### DESCRIPTION OF THE TASK
Reproduce all of the material word for word.

(Named-object pointing records)
◇ ◇ ◇ ◇ ◇
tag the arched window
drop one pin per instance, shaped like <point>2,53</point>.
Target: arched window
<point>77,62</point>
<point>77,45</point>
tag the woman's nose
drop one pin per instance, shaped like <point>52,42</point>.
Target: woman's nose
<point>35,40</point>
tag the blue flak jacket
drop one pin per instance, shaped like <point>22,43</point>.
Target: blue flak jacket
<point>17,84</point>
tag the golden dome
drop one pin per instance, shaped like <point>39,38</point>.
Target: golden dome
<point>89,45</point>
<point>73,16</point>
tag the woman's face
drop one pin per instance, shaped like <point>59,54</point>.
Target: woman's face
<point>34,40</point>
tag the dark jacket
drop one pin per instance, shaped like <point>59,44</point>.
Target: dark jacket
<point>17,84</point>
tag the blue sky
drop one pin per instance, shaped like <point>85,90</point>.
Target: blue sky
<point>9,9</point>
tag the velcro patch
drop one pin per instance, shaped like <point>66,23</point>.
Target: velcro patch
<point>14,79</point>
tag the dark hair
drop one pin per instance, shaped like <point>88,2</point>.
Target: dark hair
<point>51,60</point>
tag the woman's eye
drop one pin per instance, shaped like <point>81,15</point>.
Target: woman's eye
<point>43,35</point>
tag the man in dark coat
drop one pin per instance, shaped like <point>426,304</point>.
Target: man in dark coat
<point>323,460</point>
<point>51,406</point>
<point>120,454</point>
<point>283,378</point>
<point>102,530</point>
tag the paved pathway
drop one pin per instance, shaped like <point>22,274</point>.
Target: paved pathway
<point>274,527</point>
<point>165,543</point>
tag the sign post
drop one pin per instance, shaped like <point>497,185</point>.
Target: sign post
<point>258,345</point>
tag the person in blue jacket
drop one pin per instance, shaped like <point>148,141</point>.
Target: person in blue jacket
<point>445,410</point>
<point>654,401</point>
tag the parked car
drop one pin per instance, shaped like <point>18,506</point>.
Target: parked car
◇ ◇ ◇ ◇ ◇
### EXERCISE SOLUTION
tag the arched window
drop one pin per instance, shaped like <point>2,53</point>.
Target: arched window
<point>77,62</point>
<point>77,45</point>
tag the woman's nose
drop one pin per instance, shaped like <point>52,42</point>.
Target: woman's nose
<point>35,40</point>
tag the blue flak jacket
drop one pin per instance, shaped like <point>22,43</point>.
Target: blue flak jacket
<point>17,84</point>
tag the golden dome
drop one pin per instance, shaped like <point>39,38</point>.
Target: golden dome
<point>89,45</point>
<point>73,16</point>
tag the woman's face
drop one pin per instance, shaped like <point>59,54</point>.
Target: woman's face
<point>34,40</point>
tag the dark jacket
drop one pin per instance, shaped like <point>59,44</point>.
Target: dark jacket
<point>17,84</point>
tag the blue sky
drop one pin per instance, shaped like <point>85,90</point>.
Target: blue sky
<point>9,9</point>
tag the velcro patch
drop one pin per instance, shaped like <point>66,23</point>.
Target: velcro patch
<point>14,79</point>
tag the dark hair
drop one pin per instance, shaped like <point>88,2</point>.
Target: dark hair
<point>51,60</point>
tag the woman's eye
drop one pin per instance, shaped like <point>81,15</point>.
Target: woman's eye
<point>43,35</point>
tag the man in dark coat
drop one pin per instance, shaped like <point>426,304</point>.
Target: man in dark coat
<point>323,460</point>
<point>51,406</point>
<point>120,454</point>
<point>283,378</point>
<point>102,530</point>
tag the paved pathway
drop one pin per instance, shaped like <point>22,274</point>.
Target: paved pathway
<point>274,527</point>
<point>165,543</point>
tag the sign post
drop one pin per instance, shaped like <point>497,185</point>.
Target: sign post
<point>258,345</point>
tag the person in blue jacket
drop one pin per instance, shaped like <point>148,141</point>.
Target: person in blue jacket
<point>445,410</point>
<point>654,401</point>
tag the parked car
drop one pin per instance, shaped like <point>18,506</point>.
Target: parked car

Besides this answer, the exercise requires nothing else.